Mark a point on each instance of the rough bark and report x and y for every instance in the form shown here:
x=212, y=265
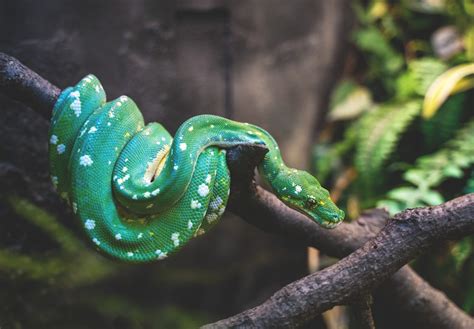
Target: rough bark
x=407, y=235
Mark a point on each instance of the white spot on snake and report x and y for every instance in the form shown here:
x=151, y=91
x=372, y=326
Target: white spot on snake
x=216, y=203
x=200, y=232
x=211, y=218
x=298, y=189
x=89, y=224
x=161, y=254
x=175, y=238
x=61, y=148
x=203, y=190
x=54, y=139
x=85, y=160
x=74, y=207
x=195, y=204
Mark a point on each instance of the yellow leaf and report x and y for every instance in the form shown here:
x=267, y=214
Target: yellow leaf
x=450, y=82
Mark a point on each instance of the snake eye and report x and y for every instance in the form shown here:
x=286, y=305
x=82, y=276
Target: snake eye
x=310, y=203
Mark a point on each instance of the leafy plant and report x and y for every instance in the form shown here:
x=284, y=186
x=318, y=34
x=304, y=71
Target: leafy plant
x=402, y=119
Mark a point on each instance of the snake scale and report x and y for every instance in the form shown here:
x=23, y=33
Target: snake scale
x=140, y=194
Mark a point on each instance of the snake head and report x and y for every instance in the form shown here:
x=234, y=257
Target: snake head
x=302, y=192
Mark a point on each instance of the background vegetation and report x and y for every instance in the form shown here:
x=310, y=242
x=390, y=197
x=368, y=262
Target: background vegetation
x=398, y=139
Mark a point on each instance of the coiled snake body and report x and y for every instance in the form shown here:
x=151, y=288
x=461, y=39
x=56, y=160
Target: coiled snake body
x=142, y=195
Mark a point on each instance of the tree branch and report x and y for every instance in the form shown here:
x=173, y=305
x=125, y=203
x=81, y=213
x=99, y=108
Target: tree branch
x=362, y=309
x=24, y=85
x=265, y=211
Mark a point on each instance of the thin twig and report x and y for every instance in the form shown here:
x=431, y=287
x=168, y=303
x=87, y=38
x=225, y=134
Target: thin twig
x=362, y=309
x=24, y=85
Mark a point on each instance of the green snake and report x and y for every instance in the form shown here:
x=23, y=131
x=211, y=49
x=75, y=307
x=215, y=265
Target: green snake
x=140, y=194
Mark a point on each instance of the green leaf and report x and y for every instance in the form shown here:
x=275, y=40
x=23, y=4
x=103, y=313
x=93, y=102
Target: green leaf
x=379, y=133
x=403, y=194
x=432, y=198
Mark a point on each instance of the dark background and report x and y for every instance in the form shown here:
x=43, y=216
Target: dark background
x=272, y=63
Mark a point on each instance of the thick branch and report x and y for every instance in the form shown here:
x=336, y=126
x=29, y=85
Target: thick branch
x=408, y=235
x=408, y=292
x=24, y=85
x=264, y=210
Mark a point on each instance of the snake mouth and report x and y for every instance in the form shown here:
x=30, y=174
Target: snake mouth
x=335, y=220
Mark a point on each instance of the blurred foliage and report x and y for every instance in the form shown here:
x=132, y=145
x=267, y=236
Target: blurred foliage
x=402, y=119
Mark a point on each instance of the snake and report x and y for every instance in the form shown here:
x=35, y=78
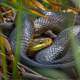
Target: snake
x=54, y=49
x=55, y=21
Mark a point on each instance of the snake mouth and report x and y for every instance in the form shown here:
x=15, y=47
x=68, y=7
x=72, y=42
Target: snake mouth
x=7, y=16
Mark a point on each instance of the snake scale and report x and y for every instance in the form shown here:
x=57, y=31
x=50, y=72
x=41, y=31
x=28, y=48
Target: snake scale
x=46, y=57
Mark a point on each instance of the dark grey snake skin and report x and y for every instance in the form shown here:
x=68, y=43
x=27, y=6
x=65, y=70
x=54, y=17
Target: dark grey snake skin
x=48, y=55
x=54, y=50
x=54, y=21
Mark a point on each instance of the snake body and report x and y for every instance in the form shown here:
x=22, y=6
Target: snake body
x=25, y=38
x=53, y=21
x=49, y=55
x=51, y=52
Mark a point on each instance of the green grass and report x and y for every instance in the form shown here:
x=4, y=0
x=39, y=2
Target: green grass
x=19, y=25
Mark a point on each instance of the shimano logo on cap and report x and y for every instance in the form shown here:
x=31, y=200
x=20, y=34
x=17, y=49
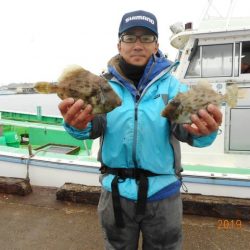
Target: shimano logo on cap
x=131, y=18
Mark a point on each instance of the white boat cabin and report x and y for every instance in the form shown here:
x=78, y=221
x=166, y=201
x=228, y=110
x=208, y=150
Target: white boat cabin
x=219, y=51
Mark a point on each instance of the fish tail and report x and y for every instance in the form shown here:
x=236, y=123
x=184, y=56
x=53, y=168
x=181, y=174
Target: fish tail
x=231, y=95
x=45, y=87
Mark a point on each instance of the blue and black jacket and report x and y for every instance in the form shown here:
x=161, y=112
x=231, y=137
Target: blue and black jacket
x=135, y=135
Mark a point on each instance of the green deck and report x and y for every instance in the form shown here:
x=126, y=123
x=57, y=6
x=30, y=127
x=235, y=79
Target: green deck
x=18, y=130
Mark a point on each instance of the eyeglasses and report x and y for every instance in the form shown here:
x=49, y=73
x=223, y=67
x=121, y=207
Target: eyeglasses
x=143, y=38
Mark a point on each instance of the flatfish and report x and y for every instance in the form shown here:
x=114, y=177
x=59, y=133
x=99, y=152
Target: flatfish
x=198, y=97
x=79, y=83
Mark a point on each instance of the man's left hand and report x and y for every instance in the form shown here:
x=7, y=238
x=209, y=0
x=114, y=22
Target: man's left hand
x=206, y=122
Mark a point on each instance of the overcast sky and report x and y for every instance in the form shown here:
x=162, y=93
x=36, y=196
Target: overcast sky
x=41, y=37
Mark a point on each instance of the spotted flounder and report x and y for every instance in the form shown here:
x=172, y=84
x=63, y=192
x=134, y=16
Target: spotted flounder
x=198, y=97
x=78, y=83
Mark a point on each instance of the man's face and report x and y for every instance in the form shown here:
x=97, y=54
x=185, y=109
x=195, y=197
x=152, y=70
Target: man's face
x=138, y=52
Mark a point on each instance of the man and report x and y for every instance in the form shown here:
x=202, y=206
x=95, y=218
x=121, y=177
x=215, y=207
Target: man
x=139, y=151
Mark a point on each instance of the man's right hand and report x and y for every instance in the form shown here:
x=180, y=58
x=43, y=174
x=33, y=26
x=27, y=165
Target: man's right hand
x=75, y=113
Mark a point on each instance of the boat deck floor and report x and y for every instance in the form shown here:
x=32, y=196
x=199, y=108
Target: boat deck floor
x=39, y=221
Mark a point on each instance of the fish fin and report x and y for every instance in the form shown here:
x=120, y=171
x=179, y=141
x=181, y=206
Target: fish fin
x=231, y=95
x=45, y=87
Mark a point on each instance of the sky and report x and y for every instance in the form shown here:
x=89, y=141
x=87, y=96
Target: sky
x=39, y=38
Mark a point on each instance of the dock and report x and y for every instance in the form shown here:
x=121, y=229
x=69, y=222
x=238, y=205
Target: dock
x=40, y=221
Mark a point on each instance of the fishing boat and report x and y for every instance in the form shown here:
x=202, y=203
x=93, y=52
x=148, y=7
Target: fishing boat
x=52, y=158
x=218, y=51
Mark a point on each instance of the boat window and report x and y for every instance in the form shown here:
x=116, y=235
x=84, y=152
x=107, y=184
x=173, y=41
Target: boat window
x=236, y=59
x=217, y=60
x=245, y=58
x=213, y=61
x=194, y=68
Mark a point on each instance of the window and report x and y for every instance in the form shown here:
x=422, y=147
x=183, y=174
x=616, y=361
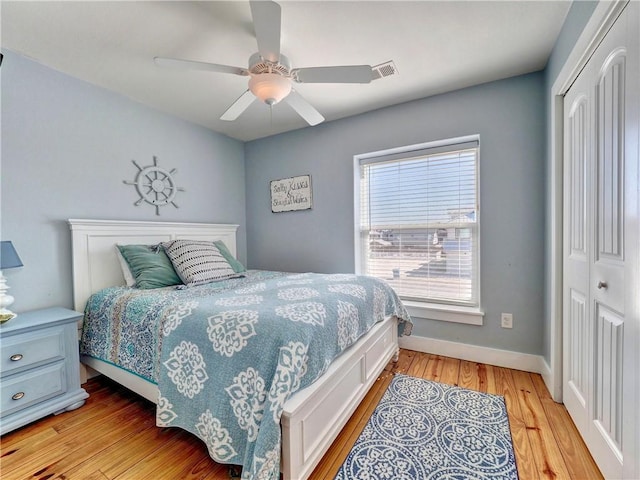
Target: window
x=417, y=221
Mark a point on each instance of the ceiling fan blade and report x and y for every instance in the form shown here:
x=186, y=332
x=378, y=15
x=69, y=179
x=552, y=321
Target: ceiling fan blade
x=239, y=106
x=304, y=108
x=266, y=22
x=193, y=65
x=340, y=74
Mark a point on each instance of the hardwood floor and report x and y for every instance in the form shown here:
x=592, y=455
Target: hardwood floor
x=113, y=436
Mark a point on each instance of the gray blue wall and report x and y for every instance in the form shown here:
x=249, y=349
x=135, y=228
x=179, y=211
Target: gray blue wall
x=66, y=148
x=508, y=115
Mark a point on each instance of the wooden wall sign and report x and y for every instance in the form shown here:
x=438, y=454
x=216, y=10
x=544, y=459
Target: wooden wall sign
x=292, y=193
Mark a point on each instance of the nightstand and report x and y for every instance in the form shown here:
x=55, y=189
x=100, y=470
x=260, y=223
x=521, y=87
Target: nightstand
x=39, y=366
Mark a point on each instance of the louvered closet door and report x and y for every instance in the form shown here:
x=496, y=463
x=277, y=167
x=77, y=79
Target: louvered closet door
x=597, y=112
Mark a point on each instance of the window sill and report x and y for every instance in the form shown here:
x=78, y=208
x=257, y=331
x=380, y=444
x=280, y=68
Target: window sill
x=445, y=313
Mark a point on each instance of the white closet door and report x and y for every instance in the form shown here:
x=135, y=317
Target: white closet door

TASK BRIEF:
Write the lines out exactly, from the one with "Mark a point on each instance of the nightstand" down to the last line of the listing, and leave out all others.

COMPLETE OUTPUT:
Mark a point on each instance of the nightstand and report x and y for every instance in the form shown here:
x=55, y=189
x=100, y=470
x=260, y=223
x=521, y=87
Target: nightstand
x=39, y=366
Mark a point on each instance of the louvered closet door and report x and y for every instance in the form shown here:
x=496, y=463
x=277, y=167
x=77, y=79
Target: louvered closet door
x=597, y=112
Mark a point on each instance of the window sill and report x and y for every instance in the form shown here:
x=78, y=208
x=257, y=331
x=380, y=444
x=280, y=68
Target: window sill
x=445, y=313
Mark a point on each instance of the white closet door and report x and y for every instance in the form shown here:
x=135, y=317
Target: white closet door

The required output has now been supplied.